• What needs to be done:
Copy out the records precisely, omitting pictures.

• Exercise data:
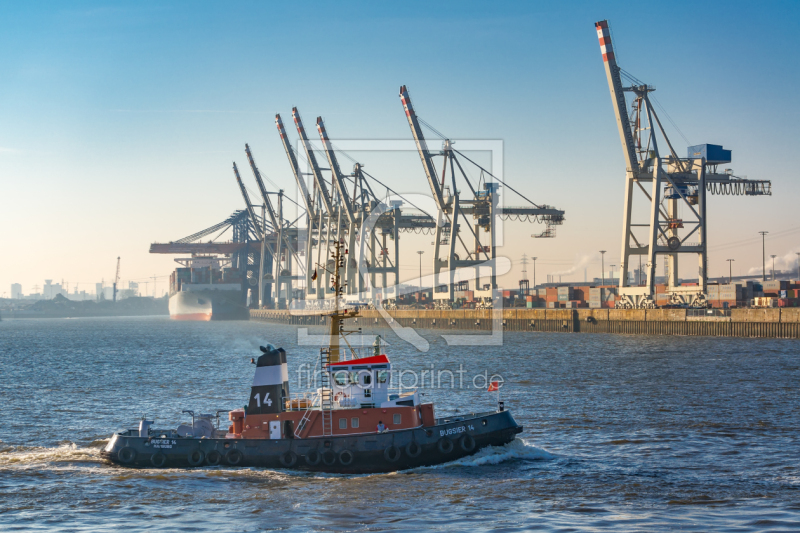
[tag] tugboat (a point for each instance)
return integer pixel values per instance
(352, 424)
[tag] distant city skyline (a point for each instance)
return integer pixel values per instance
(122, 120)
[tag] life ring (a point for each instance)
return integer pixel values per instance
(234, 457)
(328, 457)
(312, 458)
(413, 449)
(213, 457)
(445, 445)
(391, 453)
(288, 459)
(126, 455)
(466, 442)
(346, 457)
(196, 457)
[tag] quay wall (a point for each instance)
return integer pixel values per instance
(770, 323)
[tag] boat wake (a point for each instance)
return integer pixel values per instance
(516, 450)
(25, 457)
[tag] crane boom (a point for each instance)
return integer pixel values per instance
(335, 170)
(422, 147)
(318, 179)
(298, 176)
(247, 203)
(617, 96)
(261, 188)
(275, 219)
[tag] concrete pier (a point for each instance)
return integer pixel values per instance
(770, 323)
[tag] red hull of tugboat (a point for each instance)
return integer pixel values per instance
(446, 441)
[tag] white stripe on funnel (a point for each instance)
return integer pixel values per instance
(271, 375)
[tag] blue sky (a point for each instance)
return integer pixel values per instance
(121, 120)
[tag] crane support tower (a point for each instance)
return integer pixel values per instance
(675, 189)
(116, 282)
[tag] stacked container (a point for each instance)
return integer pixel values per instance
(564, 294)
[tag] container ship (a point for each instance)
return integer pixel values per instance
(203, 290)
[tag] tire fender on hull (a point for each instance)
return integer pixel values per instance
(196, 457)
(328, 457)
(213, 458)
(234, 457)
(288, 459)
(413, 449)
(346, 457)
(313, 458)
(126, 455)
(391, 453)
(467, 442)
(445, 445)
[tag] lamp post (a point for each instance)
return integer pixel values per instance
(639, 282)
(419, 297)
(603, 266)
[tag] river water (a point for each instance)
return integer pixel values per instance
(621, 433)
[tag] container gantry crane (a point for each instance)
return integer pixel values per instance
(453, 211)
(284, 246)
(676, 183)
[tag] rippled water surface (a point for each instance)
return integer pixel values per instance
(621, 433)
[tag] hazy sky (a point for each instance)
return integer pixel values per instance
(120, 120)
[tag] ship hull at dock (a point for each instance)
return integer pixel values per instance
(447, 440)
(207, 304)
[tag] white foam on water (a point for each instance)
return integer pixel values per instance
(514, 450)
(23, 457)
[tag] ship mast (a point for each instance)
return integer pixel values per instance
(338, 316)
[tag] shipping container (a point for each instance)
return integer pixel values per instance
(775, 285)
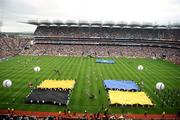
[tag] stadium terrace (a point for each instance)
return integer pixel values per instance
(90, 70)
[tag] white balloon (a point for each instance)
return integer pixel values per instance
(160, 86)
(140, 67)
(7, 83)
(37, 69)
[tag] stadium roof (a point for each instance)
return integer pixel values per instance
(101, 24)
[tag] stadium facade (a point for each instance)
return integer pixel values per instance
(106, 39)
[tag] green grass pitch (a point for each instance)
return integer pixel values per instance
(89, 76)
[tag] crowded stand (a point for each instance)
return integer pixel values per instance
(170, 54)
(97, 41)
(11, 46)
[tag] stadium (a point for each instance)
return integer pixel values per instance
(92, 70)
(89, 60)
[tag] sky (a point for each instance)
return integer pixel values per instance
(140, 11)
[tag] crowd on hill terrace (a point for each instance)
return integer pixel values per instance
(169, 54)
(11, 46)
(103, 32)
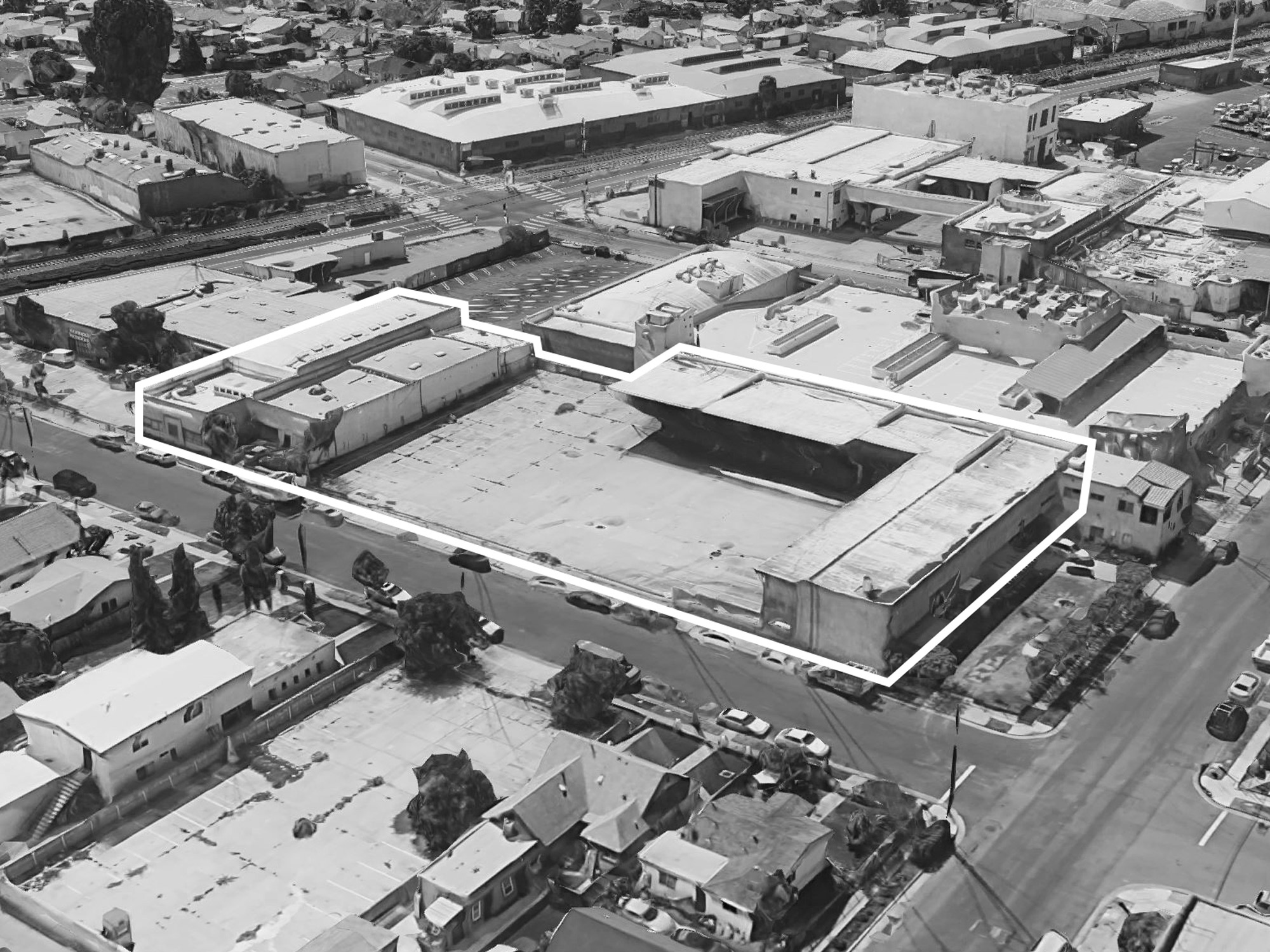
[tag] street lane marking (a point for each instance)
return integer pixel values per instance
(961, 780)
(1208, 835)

• Solution for this task:
[tag] tugboat (a point for each instance)
return integer pixel values per instance
(352, 424)
[tag] distant city skyline (a point for each instance)
return integer pixel values per instance
(122, 120)
[tag] life ring (a point for each instance)
return integer pixel values per instance
(234, 457)
(328, 457)
(312, 458)
(413, 449)
(213, 457)
(445, 445)
(391, 453)
(288, 459)
(126, 455)
(466, 442)
(346, 457)
(196, 457)
[tag] quay wall (a point for each instance)
return integer pixel values per instance
(770, 323)
[tag] boat wake (a point for each instance)
return integer pixel values per instance
(516, 450)
(25, 457)
[tag] crane boom (a point for each instance)
return integer pixel values per instance
(335, 170)
(422, 147)
(318, 179)
(298, 176)
(247, 203)
(617, 96)
(261, 188)
(275, 219)
[tag] concrete pier (a point for each instance)
return integer pixel values per instance
(770, 323)
[tag] red hull of tugboat (a point for each instance)
return integer pixel values per instance
(446, 441)
[tag] white stripe on funnel (a point for each instance)
return integer pixel values per instance
(271, 375)
[tag] blue sky (a point for each instance)
return integer pixel values per instance
(121, 120)
[tag] crane support tower (a point for each instance)
return integer pixel values per instance
(675, 189)
(116, 282)
[tag] stacked container (a point for each instance)
return integer pixel values per instance
(564, 294)
[tag] container ship (a point for each instance)
return integer pixel values per instance
(203, 290)
[tag] tire fender on hull (a point for each instance)
return integer pixel values per instance
(196, 457)
(328, 457)
(213, 458)
(234, 457)
(288, 459)
(413, 449)
(346, 457)
(313, 458)
(126, 455)
(391, 453)
(467, 442)
(445, 445)
[tag] lamp post (a point for each instance)
return integer pixel values per instance
(639, 282)
(419, 297)
(603, 266)
[tag] river water (a point for each instance)
return integer pixel values per instance
(621, 433)
[tag] container gantry crane (a point for each instance)
return integer pixel values per instance
(453, 211)
(284, 246)
(676, 183)
[tag] rippled water surface (a point for each instance)
return integer pixel values per instance
(621, 433)
[tag] hazy sky (a point for each instance)
return integer pixel values per instance
(120, 120)
[tag] ship hull at dock (a point for each instance)
return integer pixel values per instance
(447, 440)
(207, 304)
[tag] white foam on water (a point for each instance)
return integer pixel values per instance
(514, 450)
(23, 457)
[tag] ship mast (a point for each instance)
return integer pixel values per instance
(338, 316)
[tag] shipping container (a point for each instance)
return integer pixel values per instance
(775, 285)
[tag] stadium terrace (a point for each instance)
return integer pixel values per instance
(90, 70)
[tag] white balloon (a point for each instance)
return integer pixel values per instance
(160, 86)
(140, 67)
(7, 83)
(37, 69)
[tag] stadium roof (a point for each instance)
return integer pixel values per instance
(101, 24)
[tag] stadium facade (a point for each instance)
return integer pixel values per instance
(106, 39)
[tag] green grass pitch (a point for each instance)
return integer pixel values per instance
(89, 76)
[tag] crowded stand (a point for each instance)
return integer pixel values per instance
(170, 54)
(97, 41)
(11, 46)
[tag] stadium (a point for each instance)
return integer pixel values per instance
(92, 70)
(89, 60)
[tag] sky (a point for each instance)
return integer pixel values per instance
(140, 11)
[tag] crowd on hill terrace (a point for each instance)
return integer pixel values per instance
(169, 54)
(11, 46)
(103, 32)
[tag] street lane marking (a point for each instance)
return integer pixel values per instance
(961, 780)
(1208, 835)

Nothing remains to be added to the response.